AIM OF THE TASK: When you reach the line containing "Expected: for each instance of the pitched", begin copying exactly, and keep going through the last line of the records below, copying nothing before it.

DATA TO PROCESS:
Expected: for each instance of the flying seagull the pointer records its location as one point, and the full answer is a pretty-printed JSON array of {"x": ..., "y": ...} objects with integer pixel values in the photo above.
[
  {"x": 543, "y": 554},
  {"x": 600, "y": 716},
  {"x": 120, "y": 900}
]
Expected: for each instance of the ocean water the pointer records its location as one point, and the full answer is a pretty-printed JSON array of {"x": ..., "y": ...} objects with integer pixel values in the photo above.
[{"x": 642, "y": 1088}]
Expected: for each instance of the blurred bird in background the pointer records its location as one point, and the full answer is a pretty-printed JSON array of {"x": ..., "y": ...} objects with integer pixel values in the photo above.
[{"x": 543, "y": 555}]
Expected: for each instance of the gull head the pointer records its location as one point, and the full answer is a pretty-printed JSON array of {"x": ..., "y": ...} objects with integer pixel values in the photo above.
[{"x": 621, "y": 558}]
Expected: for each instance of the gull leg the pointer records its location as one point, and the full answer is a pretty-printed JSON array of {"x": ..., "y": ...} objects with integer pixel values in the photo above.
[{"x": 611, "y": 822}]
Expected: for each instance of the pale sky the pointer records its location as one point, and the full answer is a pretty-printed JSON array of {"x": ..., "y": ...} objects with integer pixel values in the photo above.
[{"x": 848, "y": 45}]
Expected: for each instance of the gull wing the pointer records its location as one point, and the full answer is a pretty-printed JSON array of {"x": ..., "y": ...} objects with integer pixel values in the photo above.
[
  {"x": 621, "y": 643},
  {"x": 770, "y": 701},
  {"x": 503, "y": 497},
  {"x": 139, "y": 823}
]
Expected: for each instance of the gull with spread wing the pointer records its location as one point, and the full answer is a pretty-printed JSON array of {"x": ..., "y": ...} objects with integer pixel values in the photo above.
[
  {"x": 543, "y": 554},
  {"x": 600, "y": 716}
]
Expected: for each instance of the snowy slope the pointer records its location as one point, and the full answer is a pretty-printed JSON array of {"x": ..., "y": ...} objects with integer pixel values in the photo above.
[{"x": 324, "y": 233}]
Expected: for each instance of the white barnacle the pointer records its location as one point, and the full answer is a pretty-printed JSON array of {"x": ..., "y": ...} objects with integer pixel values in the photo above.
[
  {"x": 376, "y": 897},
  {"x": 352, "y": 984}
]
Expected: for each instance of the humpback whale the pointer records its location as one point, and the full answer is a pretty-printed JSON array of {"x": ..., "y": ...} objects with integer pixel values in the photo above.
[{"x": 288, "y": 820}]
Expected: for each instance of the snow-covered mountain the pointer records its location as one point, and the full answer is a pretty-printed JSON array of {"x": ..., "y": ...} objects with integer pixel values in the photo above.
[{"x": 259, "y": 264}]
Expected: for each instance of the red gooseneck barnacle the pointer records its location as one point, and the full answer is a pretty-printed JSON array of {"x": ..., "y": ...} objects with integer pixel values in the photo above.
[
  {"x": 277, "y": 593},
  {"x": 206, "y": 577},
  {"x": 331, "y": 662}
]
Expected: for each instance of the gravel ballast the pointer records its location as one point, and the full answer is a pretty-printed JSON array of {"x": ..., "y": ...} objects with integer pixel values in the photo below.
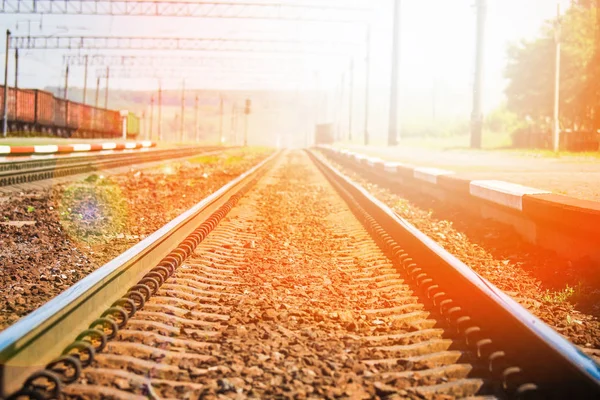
[
  {"x": 50, "y": 239},
  {"x": 562, "y": 293}
]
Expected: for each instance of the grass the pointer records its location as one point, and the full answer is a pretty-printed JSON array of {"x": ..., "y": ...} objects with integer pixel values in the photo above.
[
  {"x": 93, "y": 211},
  {"x": 228, "y": 157},
  {"x": 568, "y": 294}
]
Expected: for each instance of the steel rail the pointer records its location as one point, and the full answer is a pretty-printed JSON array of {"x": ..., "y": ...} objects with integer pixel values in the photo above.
[
  {"x": 13, "y": 173},
  {"x": 32, "y": 342},
  {"x": 557, "y": 367}
]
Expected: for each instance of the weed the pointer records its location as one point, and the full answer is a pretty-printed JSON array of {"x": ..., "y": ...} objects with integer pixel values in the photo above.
[{"x": 562, "y": 296}]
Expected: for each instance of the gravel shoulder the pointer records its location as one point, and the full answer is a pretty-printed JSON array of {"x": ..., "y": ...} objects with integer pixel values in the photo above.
[
  {"x": 561, "y": 293},
  {"x": 52, "y": 238},
  {"x": 297, "y": 302}
]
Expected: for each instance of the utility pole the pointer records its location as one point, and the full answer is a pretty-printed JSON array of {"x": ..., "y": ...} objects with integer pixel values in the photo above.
[
  {"x": 159, "y": 110},
  {"x": 367, "y": 83},
  {"x": 393, "y": 118},
  {"x": 16, "y": 82},
  {"x": 16, "y": 69},
  {"x": 351, "y": 102},
  {"x": 182, "y": 109},
  {"x": 233, "y": 134},
  {"x": 343, "y": 86},
  {"x": 85, "y": 79},
  {"x": 151, "y": 116},
  {"x": 477, "y": 115},
  {"x": 556, "y": 123},
  {"x": 97, "y": 90},
  {"x": 247, "y": 112},
  {"x": 221, "y": 137},
  {"x": 66, "y": 96},
  {"x": 196, "y": 119},
  {"x": 107, "y": 82},
  {"x": 5, "y": 106}
]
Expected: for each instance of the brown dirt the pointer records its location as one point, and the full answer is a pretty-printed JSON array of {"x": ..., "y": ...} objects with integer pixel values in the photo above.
[
  {"x": 297, "y": 302},
  {"x": 548, "y": 286},
  {"x": 77, "y": 227}
]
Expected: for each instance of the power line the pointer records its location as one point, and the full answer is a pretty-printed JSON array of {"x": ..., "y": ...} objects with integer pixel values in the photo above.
[
  {"x": 182, "y": 44},
  {"x": 266, "y": 10}
]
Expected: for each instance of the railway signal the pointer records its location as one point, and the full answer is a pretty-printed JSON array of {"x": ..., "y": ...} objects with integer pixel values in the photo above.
[
  {"x": 5, "y": 105},
  {"x": 247, "y": 111},
  {"x": 124, "y": 115}
]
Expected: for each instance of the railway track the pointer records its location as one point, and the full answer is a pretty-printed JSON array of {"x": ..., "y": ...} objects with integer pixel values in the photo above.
[
  {"x": 17, "y": 172},
  {"x": 289, "y": 282}
]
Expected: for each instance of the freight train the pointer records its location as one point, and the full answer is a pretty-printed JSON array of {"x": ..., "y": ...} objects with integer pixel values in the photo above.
[{"x": 33, "y": 112}]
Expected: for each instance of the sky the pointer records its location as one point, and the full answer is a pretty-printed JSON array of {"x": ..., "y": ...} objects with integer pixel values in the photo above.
[{"x": 436, "y": 67}]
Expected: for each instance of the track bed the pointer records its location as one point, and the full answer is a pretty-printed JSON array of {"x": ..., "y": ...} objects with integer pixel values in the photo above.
[
  {"x": 291, "y": 289},
  {"x": 288, "y": 297}
]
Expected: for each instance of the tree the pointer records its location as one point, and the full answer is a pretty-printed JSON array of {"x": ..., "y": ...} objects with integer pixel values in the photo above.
[{"x": 530, "y": 71}]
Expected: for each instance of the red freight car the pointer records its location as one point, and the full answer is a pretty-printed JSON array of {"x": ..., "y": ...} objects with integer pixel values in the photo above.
[
  {"x": 44, "y": 108},
  {"x": 25, "y": 105},
  {"x": 39, "y": 111}
]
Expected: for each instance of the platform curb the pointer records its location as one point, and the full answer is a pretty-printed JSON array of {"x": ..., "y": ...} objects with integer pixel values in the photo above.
[{"x": 549, "y": 219}]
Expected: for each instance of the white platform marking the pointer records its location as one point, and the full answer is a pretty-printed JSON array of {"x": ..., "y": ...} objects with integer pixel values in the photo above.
[
  {"x": 430, "y": 174},
  {"x": 109, "y": 146},
  {"x": 49, "y": 148},
  {"x": 504, "y": 193},
  {"x": 82, "y": 147}
]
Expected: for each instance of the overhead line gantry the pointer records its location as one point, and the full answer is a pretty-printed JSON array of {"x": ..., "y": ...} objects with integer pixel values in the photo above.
[
  {"x": 178, "y": 43},
  {"x": 266, "y": 10}
]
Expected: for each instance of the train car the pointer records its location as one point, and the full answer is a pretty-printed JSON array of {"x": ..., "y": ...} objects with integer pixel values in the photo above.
[
  {"x": 25, "y": 106},
  {"x": 44, "y": 108},
  {"x": 39, "y": 112}
]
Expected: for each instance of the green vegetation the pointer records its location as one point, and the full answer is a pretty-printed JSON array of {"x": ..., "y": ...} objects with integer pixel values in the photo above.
[
  {"x": 568, "y": 294},
  {"x": 93, "y": 211},
  {"x": 530, "y": 72}
]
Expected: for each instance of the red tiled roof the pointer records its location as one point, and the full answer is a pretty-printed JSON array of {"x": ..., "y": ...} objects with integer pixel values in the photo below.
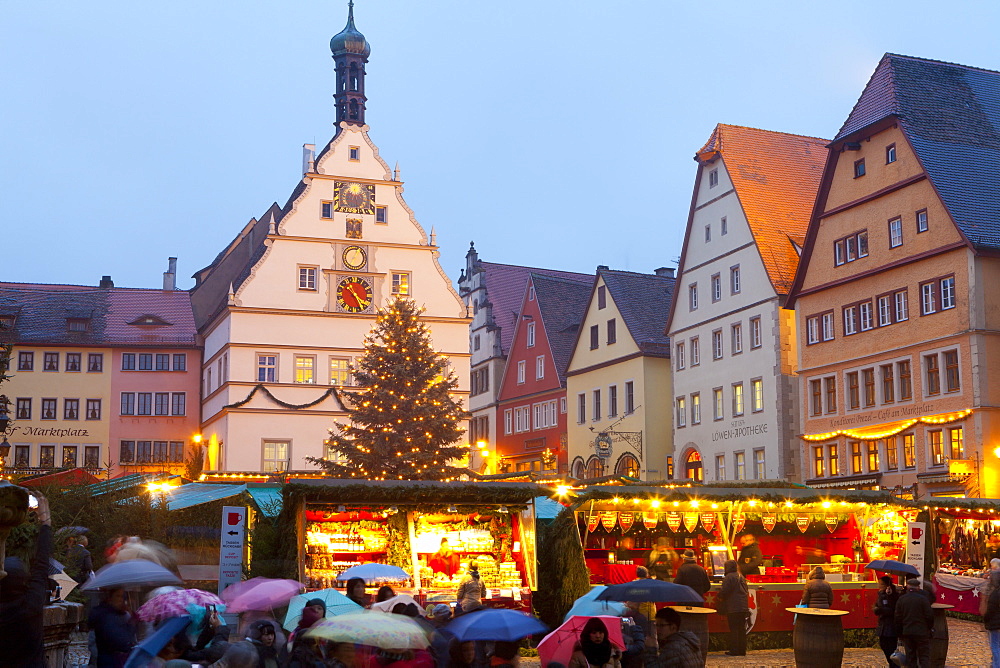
[{"x": 776, "y": 177}]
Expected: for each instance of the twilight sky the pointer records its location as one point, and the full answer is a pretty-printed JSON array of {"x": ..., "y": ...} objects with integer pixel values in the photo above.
[{"x": 554, "y": 133}]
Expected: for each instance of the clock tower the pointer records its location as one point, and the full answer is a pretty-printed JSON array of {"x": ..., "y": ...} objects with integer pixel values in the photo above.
[{"x": 285, "y": 308}]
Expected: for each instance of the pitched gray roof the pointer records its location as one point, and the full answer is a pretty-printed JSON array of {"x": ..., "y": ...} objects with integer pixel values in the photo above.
[{"x": 951, "y": 115}]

SOLUTION FOR THIS EXERCISE:
Expected: for each instance of the pitched gray roof the pointer records its location as one point, and the full answer is a pretty-printed JSON array of {"x": ..., "y": ...} objects with integer pixel values in the photo above.
[{"x": 951, "y": 115}]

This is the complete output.